## Required action:
Print every line of the data exactly as shown.
-.-.-
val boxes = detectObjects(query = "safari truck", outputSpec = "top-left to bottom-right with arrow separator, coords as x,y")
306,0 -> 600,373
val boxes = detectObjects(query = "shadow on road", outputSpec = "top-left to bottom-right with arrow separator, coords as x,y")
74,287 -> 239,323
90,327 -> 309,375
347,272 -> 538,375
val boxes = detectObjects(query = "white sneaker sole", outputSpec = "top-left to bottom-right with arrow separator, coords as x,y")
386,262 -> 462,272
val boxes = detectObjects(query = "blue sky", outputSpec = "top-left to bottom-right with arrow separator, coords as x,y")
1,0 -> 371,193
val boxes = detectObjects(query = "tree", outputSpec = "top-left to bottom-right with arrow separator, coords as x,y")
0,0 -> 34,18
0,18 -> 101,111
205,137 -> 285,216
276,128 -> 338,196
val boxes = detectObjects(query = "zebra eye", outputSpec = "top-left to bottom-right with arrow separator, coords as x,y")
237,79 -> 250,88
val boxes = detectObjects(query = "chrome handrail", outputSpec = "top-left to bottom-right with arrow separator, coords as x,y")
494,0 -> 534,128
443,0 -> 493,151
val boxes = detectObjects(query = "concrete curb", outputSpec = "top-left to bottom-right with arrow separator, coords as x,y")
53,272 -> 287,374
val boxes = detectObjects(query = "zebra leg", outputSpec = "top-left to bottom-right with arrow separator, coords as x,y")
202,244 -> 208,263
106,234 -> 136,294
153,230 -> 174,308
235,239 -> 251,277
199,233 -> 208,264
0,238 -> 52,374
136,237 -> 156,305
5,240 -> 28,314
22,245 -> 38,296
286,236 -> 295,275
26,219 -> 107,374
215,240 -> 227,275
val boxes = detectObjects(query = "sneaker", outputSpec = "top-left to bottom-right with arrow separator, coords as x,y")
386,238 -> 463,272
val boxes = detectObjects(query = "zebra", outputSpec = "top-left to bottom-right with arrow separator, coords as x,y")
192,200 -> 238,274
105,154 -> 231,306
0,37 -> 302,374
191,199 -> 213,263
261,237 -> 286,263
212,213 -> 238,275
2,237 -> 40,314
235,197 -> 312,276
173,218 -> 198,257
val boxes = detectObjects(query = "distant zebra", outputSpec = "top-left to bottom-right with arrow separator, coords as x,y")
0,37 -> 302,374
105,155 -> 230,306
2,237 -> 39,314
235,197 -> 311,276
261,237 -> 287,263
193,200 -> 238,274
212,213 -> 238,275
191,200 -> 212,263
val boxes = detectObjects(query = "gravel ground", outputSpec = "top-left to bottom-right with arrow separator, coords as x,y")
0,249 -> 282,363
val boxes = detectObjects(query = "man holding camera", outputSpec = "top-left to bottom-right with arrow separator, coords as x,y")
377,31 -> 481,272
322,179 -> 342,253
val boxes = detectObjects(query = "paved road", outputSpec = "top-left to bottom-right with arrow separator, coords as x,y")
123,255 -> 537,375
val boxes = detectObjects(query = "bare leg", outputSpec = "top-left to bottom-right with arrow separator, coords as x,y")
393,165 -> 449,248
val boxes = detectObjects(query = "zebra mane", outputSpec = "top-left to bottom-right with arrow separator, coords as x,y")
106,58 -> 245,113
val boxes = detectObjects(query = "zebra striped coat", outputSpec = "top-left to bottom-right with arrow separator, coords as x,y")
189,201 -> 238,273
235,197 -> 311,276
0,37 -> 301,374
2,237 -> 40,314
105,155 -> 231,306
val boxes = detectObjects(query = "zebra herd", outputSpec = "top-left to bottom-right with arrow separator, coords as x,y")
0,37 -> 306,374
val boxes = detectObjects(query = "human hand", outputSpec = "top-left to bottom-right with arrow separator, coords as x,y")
-.-.-
## The answer:
val boxes = detectObjects(query = "safari truck", outputSpec = "top-left to bottom-right with arrow separator, coords as x,y")
306,0 -> 600,373
val boxes = detectObjects(query = "shadow on road", outputSpec = "top-left to bottom-right with arrow separator, coords as x,y")
74,287 -> 239,323
90,327 -> 309,375
347,272 -> 538,375
val boxes = detectObjects(query = "white sneaker sole", outputSpec = "top-left to bottom-right with arrow separator, coords as x,y")
386,262 -> 462,272
val boxes = detectObjects(query = "blue sky", outputSpec = "top-left to bottom-right with arrow separator, coords as x,y")
1,0 -> 371,193
val boxes = detectObjects(query = "tree", outputSpec = "top-left to bottom-right with arrow separator, coords as x,y")
0,0 -> 34,18
0,18 -> 101,111
205,137 -> 285,216
276,128 -> 338,196
val boxes = detectObjects(query = "zebra eye", outputSpec = "top-left to bottom-right with arrow separator, coords as x,y")
237,79 -> 250,88
val boxes = detectObjects(query = "chrome handrail", outputSpec = "top-left to bottom-right with arrow separator, coords as x,y")
494,0 -> 534,128
443,0 -> 493,151
val boxes = detectObjects(query = "concrete curb", outputSpec = "top-left to bottom-right with arrow separator, coords as x,y")
53,272 -> 287,374
val boxes = detectObjects(query = "zebra leg", outputSpec = "top-left to bottom-right with arrow separator, coords as x,y")
202,244 -> 208,263
106,234 -> 136,294
153,230 -> 174,308
235,239 -> 251,277
199,233 -> 208,264
0,238 -> 52,374
136,237 -> 156,305
5,240 -> 28,314
22,245 -> 38,296
286,236 -> 295,275
26,219 -> 107,374
215,240 -> 227,275
val boxes = detectObjects(query = "sneaker", outputSpec = "top-left to bottom-right with arrow separator, coords as x,y")
386,238 -> 463,272
val boxes = detectObjects(query = "zebra", outputSpec = "top-left to bottom-right with arrow separator, coords as x,y")
192,200 -> 238,274
105,154 -> 231,306
0,37 -> 302,374
191,199 -> 213,263
261,237 -> 286,263
212,213 -> 238,275
2,237 -> 40,314
235,197 -> 312,276
173,218 -> 198,257
val boxes = detectObjects(query = "distant zebra", outputSpec = "top-left to bottom-right with arrow separator, coords as x,y")
0,37 -> 302,374
105,155 -> 230,306
2,237 -> 39,314
235,197 -> 311,276
261,237 -> 287,263
193,200 -> 238,274
212,213 -> 238,275
191,200 -> 212,263
val boxes = detectObjects(query = "gravel ground", outputSpec = "top-left to bottom-right with arrow separator, coords as x,y")
0,249 -> 282,363
val boxes = detectObjects(query = "man holding camera", outputSpec = "top-left to bottom-right with arrow separator, coords as x,y")
377,31 -> 481,272
322,179 -> 342,253
val boxes = detectObjects(query = "paved road", outputSpec = "top-left to bottom-right with arrow separator, coords as x,y")
123,255 -> 537,375
val boxes = detectObjects(query = "bare leg", outputSpec = "top-left to bottom-right with arrow separator, coords as x,y")
393,165 -> 449,248
val boxes = detectObjects(query = "zebra mane", outputSpec = "top-left to bottom-right with arrow separator, coords as x,y")
106,58 -> 245,113
val boxes = detectObjects(query = "zebra striped coat", outputSpec = "top-left to bottom-right with arrow separator, coords as x,y")
189,201 -> 238,273
235,197 -> 311,276
0,37 -> 301,374
2,237 -> 40,314
105,155 -> 231,306
val boxes = detectObjects(query = "zebra herd", outputSpec = "top-left to bottom-right with arrow separator, coords as x,y")
0,37 -> 306,374
val boxes = detectObjects(query = "human hand", outputSpec = "top-left to bottom-right with arrow separator, coords as x,y")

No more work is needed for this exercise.